■ Short exercise: Count the lines in the entries that contain the word "wire", matching case exactly. Give only the number.

■ Data to use:
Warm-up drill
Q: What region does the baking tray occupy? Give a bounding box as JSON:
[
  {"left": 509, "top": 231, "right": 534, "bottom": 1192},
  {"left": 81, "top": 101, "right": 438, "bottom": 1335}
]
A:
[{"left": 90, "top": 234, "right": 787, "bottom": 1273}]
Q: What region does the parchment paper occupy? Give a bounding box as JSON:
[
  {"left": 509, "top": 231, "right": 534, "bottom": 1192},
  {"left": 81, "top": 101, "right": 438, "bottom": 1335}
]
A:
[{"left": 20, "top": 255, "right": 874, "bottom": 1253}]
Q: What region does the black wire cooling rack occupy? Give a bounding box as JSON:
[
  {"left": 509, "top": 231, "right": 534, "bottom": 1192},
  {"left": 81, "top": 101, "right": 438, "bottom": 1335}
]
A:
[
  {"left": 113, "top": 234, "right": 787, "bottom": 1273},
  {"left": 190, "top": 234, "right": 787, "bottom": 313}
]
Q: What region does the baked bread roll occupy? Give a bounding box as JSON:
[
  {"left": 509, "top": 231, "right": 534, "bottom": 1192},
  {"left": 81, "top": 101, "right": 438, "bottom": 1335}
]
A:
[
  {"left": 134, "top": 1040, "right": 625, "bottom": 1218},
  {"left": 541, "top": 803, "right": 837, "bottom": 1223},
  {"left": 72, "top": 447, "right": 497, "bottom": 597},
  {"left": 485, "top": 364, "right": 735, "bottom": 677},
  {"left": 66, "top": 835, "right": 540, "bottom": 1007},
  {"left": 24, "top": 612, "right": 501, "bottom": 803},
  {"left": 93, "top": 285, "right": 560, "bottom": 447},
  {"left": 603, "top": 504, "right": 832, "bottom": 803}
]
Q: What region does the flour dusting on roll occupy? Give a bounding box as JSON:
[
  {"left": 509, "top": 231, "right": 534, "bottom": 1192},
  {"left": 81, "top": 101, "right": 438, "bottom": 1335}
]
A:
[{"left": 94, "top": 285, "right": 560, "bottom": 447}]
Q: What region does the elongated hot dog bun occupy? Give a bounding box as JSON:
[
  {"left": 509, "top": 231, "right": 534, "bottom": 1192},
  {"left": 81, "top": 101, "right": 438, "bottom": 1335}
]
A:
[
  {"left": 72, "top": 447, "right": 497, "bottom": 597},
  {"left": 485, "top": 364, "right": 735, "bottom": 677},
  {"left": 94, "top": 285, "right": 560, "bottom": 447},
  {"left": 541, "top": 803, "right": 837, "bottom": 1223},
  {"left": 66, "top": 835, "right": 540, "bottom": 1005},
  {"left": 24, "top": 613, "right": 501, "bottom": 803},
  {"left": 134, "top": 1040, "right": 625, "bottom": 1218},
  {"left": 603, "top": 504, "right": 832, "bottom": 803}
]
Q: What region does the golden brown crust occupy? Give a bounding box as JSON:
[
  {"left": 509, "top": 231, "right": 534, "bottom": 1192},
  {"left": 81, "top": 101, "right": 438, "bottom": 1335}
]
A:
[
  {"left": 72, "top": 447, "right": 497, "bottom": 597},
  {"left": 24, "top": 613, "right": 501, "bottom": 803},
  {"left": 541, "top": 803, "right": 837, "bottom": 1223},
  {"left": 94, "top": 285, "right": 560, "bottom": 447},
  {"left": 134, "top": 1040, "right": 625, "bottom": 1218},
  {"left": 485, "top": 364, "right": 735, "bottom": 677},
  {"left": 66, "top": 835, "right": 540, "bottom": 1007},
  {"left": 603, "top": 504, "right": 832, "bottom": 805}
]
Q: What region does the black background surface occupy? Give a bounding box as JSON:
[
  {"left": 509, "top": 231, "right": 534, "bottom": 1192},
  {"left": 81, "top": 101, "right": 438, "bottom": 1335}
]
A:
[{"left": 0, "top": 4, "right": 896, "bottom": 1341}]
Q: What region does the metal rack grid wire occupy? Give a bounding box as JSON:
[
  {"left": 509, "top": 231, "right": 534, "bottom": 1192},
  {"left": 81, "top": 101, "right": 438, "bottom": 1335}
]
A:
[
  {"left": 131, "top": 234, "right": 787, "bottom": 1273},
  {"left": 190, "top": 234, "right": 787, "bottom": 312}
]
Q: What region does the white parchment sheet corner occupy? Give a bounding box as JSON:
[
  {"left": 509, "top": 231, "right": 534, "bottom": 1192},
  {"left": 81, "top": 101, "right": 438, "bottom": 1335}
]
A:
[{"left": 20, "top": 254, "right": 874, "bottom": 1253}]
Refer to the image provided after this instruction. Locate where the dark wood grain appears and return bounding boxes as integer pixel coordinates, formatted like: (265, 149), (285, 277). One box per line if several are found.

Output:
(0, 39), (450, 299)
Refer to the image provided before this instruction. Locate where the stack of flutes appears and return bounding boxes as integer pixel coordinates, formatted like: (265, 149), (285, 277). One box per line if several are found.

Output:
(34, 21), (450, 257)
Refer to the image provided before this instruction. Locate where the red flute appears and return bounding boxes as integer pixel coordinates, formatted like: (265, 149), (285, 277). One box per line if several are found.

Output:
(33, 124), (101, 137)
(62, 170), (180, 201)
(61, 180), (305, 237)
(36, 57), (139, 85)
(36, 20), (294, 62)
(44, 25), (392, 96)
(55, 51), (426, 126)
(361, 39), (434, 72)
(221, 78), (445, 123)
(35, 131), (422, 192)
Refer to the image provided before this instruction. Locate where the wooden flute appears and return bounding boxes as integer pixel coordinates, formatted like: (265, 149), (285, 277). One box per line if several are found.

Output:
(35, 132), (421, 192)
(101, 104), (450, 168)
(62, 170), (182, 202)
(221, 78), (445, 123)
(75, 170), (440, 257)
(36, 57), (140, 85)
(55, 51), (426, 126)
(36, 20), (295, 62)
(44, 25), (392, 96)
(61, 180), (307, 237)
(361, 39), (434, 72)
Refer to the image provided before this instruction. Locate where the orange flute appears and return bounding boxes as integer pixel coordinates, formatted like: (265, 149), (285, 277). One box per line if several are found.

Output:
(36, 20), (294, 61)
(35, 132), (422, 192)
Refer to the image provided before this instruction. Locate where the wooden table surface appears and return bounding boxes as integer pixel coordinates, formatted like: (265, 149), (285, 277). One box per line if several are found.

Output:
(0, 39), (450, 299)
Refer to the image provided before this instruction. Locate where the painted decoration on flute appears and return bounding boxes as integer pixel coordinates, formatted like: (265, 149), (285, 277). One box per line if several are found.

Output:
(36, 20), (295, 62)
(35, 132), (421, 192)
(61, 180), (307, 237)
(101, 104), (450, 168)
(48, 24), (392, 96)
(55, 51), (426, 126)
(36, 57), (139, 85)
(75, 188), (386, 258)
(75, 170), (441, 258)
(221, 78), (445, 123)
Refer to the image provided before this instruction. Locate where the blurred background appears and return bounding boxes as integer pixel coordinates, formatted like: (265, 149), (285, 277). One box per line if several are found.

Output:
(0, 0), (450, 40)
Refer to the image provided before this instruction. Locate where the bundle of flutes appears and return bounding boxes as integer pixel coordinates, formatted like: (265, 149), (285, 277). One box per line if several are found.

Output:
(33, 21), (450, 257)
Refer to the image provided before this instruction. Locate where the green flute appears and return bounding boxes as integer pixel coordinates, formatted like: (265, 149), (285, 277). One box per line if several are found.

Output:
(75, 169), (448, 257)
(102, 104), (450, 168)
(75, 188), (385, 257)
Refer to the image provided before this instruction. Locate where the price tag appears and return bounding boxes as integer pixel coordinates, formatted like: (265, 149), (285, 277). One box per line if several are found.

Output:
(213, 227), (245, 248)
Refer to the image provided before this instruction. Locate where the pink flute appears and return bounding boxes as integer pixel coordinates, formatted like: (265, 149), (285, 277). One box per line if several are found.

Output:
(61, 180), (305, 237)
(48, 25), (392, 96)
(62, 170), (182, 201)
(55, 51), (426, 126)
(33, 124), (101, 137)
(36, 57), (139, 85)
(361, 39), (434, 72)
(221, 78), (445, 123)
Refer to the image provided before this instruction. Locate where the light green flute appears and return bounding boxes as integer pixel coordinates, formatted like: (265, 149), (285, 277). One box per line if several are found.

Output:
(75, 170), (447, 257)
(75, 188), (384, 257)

■ Task response: 2